(TEXT PROVIDED Opens)
One of the things that tickles me to no end are the “healthy living” and “life hack” websites telling you that if you mix vinegar and baking soda, you get some magical mixture capable of cleaning even the worse gremlins out of your house. Kind of makes sense, right? Vinegar is a great cleaning agent. Baking soda is a great cleaning agent. Mix them together, delight at the bubbly action, and suddenly you have a SUPER cleaning solution! Totally makes sense! Right? RIGHT?!?
Nope. When you mix vinegar and baking soda, you create three things: carbon dioxide (CO2) bubbles, water, and a chemical called “sodium acetate”. I’ll give you the bubbles have a mechanical cleaning action, but no more than a much cheaper bottle of club soda. Water is a moderate cleaning agent, but that is near free from the tap. So, what’s left? The magical and mystical sodium acetate.
(TEXT PROVIDED Closes)
(THE DATA Opens)
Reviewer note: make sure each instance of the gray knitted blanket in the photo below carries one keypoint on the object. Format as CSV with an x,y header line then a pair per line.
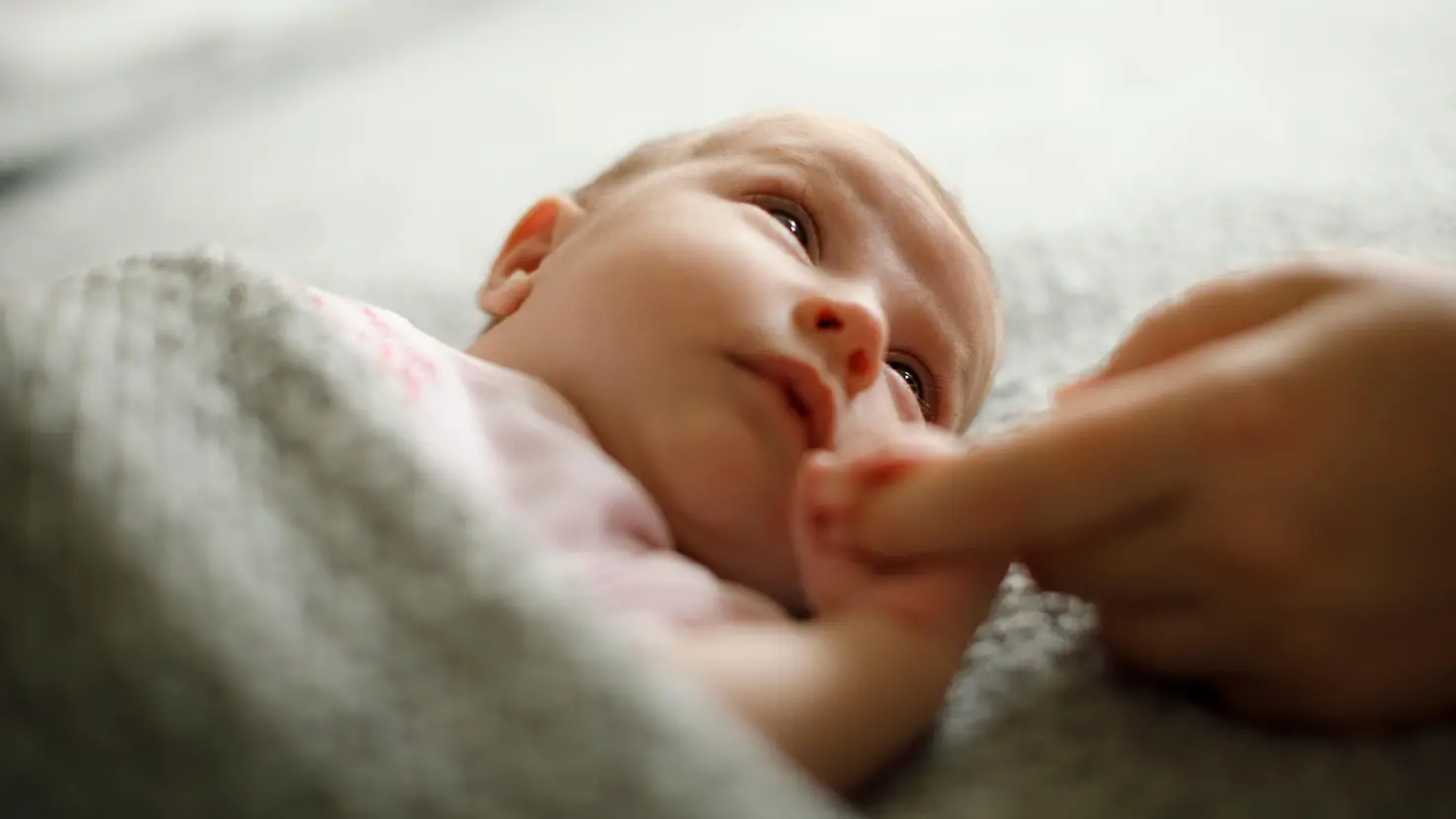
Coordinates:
x,y
228,588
(THE DATA Closes)
→ **EXERCISE TASKS**:
**1)** In the vinegar and baking soda text, why does the author treat the bubbles and the water from the mixture as no real benefit? Answer in one to three sentences.
**2)** List every product that the vinegar and baking soda text says forms when vinegar and baking soda are mixed.

→ **SET OF ANSWERS**:
**1)** The bubbles clean mechanically, but no better than a much cheaper bottle of club soda. The water is only a moderate cleaning agent and is nearly free from the tap.

**2)**
- Carbon dioxide (CO2) bubbles
- Water
- Sodium acetate